BRIEF A
List every physical tool that the article on off-season basketball workouts below names for coaches to consider.

DOCUMENT

Consider these while organizing your Off Season Basketball Workouts

Take Inventory

You've completed your season. And whether you are the few who ended their season with a win or the majority whose last memory is filled with crying players and disappointed friends, family and fans, it is time to refocus on what you can be. How do you properly transition into a phase called the off-season? With the offseason upon you, it is time to take inventory on what you have.. To maximize your offseason basketball workouts, employ the following tips:

What's your style of play?
- What is your basketball philosophy? Do you believe in running and gunning, trapping or do you prefer a methodical half court offense?. Your basic philosophy will determine the drills and exercises that you will include in your offseason program. For example, if you run a motion offense that requires face cuts, focus on change direction drills to maximize face cut movement efficiency.

Action: Write a list of the skills required to play in your system.

Who are your returning players?
- Who are your returning players? Your returning players will determine the direction of your offseason workouts. Do you return young players that need to gain weight and athleticism, or will you have a veteran team that needs to maximize power and skill? Write a list of your returning players and potential players. This will give you a guide on determining your strengths and weaknesses.

What are your strengths and weakness?
Determine your strengths.
-Your strengths are the physical tools that are above average in comparison to other teams.

Determine your weakness
- Your weaknesses are physical tools that are below average in comparison to other players. Physical tools to consider are:
  • Speed (acceleration)
  • Deceleration (ability to slow down/change directions)
  • Agility
  • Coordination/footwork
  • Vertical jump
  • Lateral movement
  • Post/Rebounding Strength/Power
  • Balance
Action: Use your "potential team" list and rate reach player below average, average, or above average based on the physical tools list.

Consider your opponents?
- Consider the team that is your biggest hurdle for a successful season. Is there a baseline level of speed, strength, or power that will allow you to compete and overcome this obstacle?

Action: Write notes analyzing the strengths and weaknesses of your opponents.

Execution:


When, where, and how will you train?

- Consider the following:
  • When and where do you access to your training facility.
  • Is there enough space for your team and another team.
  • What equipment do you have, and what do you need to purchase?
  • Can you use alternative equipment or exercises.
How many days per week?

- Train at least 2 days per week and at a maximum 4 days per week. Of course the volume is dictated by other factors such as:
  • You and your staff availability.
  • Player availability
  • Player involvement on other teams
  • Player total physical activities volume.
Workout Split?
- Basketball specific training requires you to think in terms of movements and not "body parts". For example, we are not training the lats, we are training pulls. This is the current standard of elite basketball performance training. So with that said, your daily split can still focus on upper vs lower body.

To keep it simple, focus one day on upper body and one day lower body. When will you train core? Core will be included in both workouts. In addition, alternate upper body with lower body and try not to train two movements on back to back days. (Remember- we think in movements not body parts).

BRIEF B
Copy the rows below word for word, from the line with "tag the umbrella scalloped" to the line with "<point>202,390</point>", including both of those lines.

LISTING
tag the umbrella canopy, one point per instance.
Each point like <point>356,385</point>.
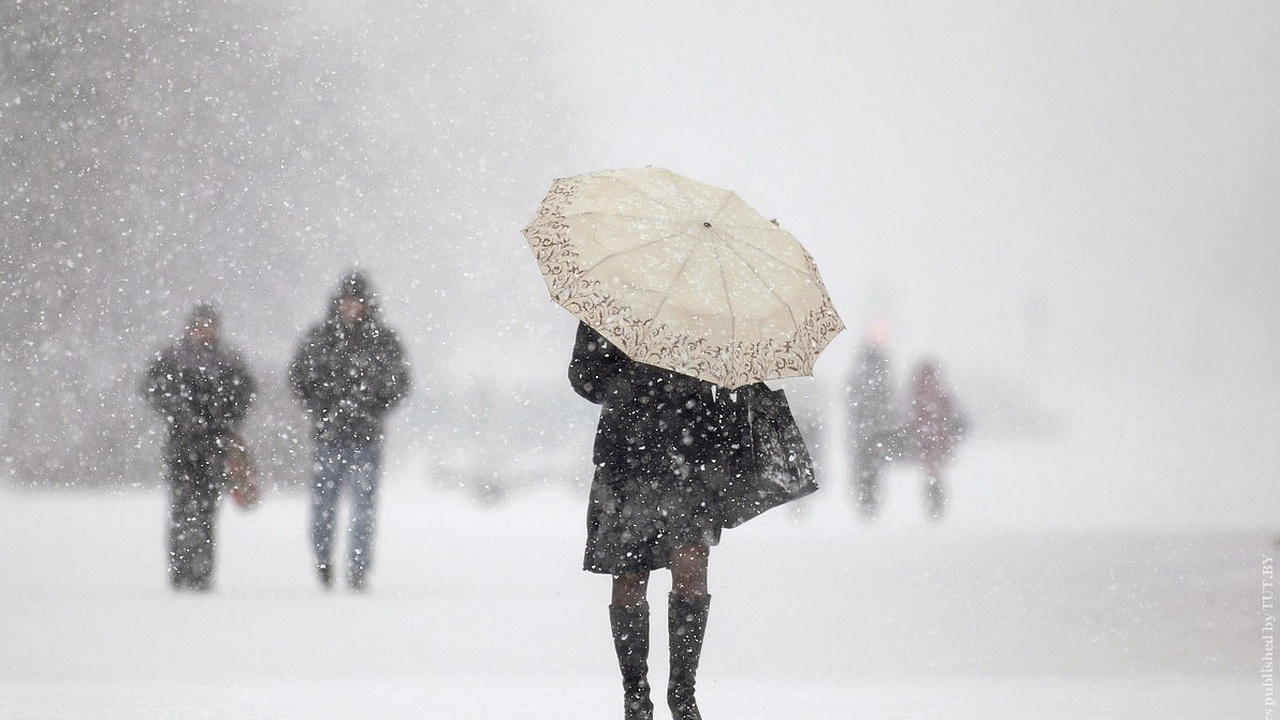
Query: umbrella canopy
<point>682,276</point>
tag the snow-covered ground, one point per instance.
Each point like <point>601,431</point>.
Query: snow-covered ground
<point>481,613</point>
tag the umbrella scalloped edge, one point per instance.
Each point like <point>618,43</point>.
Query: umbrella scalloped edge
<point>728,365</point>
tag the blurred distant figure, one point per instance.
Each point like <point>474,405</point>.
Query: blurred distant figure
<point>873,424</point>
<point>933,429</point>
<point>348,372</point>
<point>202,390</point>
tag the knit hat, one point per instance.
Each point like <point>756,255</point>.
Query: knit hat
<point>204,314</point>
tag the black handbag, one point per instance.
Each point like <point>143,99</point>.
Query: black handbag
<point>772,465</point>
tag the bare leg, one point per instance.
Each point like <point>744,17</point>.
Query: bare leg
<point>686,624</point>
<point>629,618</point>
<point>630,588</point>
<point>689,570</point>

CORRECT RESULT A
- Speed (acceleration)
- Deceleration (ability to slow down/change directions)
- Agility
- Coordination/footwork
- Vertical jump
- Lateral movement
- Post/Rebounding Strength/Power
- Balance

CORRECT RESULT B
tag the umbrella scalloped edge, one point per instance.
Each point like <point>618,43</point>.
Query: umbrella scalloped edge
<point>728,365</point>
tag the blurred distant figure, one point per instance.
Each point like <point>474,405</point>.
Query: blurred distant figure
<point>873,424</point>
<point>933,429</point>
<point>348,372</point>
<point>202,390</point>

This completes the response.